Items from a dataset:
[start]
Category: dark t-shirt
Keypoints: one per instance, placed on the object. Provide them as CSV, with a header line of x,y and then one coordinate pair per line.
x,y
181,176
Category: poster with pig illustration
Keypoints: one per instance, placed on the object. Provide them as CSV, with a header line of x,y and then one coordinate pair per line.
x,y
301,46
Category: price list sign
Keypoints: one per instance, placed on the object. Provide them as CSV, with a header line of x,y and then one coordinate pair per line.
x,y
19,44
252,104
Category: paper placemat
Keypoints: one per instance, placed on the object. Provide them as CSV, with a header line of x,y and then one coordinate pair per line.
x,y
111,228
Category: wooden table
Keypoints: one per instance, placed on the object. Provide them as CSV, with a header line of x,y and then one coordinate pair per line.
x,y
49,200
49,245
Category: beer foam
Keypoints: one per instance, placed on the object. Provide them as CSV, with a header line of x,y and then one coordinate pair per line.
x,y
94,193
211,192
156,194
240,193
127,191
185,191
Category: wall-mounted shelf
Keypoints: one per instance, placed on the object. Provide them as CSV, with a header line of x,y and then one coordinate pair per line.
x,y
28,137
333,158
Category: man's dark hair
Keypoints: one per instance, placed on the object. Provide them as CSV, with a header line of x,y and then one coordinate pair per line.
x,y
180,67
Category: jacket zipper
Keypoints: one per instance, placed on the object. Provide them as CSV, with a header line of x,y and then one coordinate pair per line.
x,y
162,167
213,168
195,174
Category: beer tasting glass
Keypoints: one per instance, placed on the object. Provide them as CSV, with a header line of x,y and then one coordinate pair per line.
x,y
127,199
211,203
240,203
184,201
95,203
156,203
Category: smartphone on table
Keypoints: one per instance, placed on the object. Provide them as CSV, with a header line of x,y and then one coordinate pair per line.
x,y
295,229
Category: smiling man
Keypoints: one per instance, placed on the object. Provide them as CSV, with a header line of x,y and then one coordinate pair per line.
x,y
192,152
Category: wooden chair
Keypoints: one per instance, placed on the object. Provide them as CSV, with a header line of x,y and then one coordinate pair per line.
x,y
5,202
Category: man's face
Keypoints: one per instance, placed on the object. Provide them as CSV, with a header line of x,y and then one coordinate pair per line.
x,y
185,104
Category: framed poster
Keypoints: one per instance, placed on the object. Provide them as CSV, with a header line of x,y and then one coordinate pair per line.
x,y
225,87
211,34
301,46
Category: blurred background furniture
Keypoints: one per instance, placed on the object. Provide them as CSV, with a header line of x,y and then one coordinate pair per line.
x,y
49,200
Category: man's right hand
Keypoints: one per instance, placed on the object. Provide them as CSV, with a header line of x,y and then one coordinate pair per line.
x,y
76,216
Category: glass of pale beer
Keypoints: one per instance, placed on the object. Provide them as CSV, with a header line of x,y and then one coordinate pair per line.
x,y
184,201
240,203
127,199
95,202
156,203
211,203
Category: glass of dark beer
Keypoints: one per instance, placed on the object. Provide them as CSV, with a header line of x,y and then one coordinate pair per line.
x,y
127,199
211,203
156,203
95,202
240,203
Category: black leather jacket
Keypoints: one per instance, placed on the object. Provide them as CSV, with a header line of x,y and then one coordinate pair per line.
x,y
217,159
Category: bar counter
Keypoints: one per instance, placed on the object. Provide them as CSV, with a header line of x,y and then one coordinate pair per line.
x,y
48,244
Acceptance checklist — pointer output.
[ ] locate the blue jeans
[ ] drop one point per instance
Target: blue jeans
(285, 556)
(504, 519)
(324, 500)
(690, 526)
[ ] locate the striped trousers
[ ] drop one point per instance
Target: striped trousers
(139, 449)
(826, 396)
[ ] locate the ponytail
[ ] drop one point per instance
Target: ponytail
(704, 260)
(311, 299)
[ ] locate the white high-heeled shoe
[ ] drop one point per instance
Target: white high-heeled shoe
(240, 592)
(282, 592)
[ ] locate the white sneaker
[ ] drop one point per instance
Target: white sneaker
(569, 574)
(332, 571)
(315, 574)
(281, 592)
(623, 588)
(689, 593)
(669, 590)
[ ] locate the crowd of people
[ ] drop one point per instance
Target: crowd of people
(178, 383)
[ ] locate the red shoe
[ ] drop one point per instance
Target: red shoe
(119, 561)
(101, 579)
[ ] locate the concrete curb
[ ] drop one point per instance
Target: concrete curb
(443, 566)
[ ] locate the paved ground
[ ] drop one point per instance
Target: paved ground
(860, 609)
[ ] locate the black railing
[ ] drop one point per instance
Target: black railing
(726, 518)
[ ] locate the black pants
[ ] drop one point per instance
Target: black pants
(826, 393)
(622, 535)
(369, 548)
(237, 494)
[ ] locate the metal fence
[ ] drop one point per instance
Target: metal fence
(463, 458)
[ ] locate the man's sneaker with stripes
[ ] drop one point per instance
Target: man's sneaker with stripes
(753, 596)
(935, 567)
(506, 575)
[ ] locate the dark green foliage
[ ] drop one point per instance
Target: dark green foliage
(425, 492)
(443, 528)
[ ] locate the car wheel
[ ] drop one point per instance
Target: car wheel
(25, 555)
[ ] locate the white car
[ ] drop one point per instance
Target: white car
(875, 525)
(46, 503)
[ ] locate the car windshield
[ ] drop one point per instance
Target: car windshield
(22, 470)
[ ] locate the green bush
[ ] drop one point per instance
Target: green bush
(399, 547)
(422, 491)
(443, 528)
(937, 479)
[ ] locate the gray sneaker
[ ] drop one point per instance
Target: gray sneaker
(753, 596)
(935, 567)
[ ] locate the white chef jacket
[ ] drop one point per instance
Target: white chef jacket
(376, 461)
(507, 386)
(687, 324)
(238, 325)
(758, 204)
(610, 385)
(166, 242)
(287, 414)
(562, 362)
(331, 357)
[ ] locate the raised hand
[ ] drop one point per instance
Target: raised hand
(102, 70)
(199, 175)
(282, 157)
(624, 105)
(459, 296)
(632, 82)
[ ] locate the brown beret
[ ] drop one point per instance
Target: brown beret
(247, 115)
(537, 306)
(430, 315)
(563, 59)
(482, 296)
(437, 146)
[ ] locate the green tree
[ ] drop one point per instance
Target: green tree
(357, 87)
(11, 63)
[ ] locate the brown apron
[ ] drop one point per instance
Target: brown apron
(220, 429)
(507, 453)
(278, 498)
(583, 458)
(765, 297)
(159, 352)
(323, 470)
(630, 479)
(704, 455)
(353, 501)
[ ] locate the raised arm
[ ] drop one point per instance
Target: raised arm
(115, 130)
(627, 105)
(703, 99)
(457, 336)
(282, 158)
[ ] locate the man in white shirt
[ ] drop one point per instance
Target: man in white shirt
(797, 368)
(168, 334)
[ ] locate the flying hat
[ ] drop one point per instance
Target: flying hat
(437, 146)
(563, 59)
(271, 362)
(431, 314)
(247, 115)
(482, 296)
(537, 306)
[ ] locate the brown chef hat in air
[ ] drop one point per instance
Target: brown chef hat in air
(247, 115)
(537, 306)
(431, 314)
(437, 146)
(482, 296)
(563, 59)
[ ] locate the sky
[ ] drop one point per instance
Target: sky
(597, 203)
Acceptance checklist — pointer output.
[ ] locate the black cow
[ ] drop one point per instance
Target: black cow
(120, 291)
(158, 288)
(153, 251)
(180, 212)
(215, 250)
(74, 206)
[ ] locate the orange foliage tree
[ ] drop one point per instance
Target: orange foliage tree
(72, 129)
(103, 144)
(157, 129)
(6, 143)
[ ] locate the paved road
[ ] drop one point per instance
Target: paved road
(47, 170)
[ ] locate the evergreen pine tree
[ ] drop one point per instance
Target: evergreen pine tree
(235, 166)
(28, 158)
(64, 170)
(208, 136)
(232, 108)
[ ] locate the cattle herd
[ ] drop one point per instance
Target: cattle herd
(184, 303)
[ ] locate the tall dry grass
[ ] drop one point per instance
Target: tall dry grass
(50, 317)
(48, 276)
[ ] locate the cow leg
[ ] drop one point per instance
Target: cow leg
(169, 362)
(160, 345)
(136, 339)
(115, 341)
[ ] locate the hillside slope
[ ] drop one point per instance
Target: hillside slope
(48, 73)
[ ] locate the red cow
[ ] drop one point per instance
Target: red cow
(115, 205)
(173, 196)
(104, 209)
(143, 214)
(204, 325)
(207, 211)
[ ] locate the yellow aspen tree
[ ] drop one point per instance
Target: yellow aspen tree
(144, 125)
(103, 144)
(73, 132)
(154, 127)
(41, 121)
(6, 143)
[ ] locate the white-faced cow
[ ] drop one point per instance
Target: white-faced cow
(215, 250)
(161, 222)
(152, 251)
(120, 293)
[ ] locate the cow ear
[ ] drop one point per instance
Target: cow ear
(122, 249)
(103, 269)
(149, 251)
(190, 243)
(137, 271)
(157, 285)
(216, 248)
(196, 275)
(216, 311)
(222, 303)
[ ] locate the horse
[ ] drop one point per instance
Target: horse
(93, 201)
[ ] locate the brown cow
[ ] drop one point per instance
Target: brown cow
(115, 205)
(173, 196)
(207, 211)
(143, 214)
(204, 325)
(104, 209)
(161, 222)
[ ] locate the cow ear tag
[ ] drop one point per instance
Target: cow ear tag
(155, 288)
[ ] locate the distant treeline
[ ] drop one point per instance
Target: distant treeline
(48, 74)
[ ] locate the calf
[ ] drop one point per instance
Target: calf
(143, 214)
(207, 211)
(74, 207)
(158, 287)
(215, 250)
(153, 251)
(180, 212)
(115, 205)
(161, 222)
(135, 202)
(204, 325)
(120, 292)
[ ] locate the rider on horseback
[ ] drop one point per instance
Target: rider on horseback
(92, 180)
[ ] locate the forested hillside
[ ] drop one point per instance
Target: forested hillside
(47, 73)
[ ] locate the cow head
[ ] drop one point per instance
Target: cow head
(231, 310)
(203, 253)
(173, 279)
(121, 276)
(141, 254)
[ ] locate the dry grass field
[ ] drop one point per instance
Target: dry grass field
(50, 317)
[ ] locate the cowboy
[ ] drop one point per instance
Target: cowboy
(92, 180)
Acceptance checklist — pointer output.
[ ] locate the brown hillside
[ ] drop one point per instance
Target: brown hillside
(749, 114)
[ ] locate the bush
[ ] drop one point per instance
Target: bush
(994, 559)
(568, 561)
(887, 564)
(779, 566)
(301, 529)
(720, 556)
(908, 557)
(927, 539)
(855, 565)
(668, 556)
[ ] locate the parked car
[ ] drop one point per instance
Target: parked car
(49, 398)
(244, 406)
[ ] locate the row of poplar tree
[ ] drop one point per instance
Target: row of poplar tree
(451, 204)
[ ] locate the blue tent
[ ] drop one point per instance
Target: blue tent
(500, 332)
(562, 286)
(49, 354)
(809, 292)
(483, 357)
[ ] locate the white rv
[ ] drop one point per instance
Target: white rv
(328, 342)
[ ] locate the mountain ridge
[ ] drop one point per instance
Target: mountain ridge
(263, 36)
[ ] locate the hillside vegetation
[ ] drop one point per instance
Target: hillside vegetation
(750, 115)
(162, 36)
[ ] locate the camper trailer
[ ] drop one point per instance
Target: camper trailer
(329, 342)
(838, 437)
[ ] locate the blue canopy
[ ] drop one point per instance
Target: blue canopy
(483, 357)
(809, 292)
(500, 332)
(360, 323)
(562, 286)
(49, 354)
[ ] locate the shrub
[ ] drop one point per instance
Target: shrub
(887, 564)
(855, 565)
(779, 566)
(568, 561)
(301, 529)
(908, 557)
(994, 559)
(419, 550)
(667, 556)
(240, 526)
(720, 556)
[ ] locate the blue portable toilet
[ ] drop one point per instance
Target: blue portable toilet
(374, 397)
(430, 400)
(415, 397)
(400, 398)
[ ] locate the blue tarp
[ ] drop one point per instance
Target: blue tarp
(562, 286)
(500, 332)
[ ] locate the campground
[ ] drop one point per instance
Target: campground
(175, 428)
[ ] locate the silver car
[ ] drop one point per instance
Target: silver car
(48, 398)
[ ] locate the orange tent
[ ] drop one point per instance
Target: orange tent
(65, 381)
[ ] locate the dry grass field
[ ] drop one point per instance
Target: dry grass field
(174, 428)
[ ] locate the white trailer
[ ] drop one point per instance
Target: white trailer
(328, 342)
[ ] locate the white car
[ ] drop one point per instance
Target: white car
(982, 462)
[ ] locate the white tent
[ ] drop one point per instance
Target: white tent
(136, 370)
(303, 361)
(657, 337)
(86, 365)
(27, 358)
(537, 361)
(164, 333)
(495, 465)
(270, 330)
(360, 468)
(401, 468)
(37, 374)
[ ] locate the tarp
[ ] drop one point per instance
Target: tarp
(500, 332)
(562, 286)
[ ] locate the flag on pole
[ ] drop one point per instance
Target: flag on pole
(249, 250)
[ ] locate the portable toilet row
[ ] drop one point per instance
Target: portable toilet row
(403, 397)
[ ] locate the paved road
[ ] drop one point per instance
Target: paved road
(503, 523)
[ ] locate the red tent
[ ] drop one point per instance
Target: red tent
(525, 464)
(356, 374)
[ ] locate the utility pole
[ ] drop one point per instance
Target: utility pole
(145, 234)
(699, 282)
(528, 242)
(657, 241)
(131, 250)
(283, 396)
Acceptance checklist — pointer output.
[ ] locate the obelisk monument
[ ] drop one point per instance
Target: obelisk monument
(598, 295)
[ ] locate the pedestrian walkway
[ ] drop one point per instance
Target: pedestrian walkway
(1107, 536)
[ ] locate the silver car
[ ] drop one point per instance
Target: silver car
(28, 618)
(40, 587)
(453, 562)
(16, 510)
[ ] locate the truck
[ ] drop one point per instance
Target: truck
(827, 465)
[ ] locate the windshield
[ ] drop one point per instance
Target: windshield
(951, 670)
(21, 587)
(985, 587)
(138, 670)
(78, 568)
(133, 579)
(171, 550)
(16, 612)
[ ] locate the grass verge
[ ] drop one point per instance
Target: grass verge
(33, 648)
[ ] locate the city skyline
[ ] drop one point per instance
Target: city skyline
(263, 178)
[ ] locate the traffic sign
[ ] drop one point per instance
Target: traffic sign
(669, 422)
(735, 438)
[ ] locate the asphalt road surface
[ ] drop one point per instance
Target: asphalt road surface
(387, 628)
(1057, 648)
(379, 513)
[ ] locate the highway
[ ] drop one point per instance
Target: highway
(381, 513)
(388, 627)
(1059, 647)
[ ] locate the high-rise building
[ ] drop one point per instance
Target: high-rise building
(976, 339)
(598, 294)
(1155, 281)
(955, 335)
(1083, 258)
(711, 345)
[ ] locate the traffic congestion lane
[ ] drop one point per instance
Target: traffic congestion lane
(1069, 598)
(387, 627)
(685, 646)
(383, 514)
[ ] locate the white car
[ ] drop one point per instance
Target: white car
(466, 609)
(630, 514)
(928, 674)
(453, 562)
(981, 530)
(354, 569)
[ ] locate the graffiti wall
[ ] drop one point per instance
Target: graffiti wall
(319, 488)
[end]
_Goal of the exercise_
Copy out the listing lines above word for word, the stretch from the line containing "[ ] locate the tarp" through the line containing "(1107, 536)".

_Complete response_
[ ] locate the tarp
[ ] drop one point per instance
Target: tarp
(500, 332)
(562, 286)
[ ] locate the flag on pole
[ ] drop one point per instance
Target: flag on pole
(249, 250)
[ ] locate the portable toilet row
[ ] drop one point per instance
Target: portable toilet row
(403, 397)
[ ] locate the paved road
[ ] drop one point per instance
Target: paved road
(503, 523)
[ ] locate the red tent
[ ] drop one point per instance
Target: red tent
(525, 464)
(356, 374)
[ ] locate the utility pole
[ ] drop one point per instance
Target: utility pole
(145, 234)
(699, 282)
(528, 242)
(657, 241)
(131, 250)
(283, 396)
Acceptance checklist — pointer output.
[ ] locate the obelisk monument
[ ] drop one point per instance
Target: obelisk monument
(598, 295)
[ ] locate the pedestrian walkway
[ ] drop one point per instance
Target: pedestrian walkway
(1107, 536)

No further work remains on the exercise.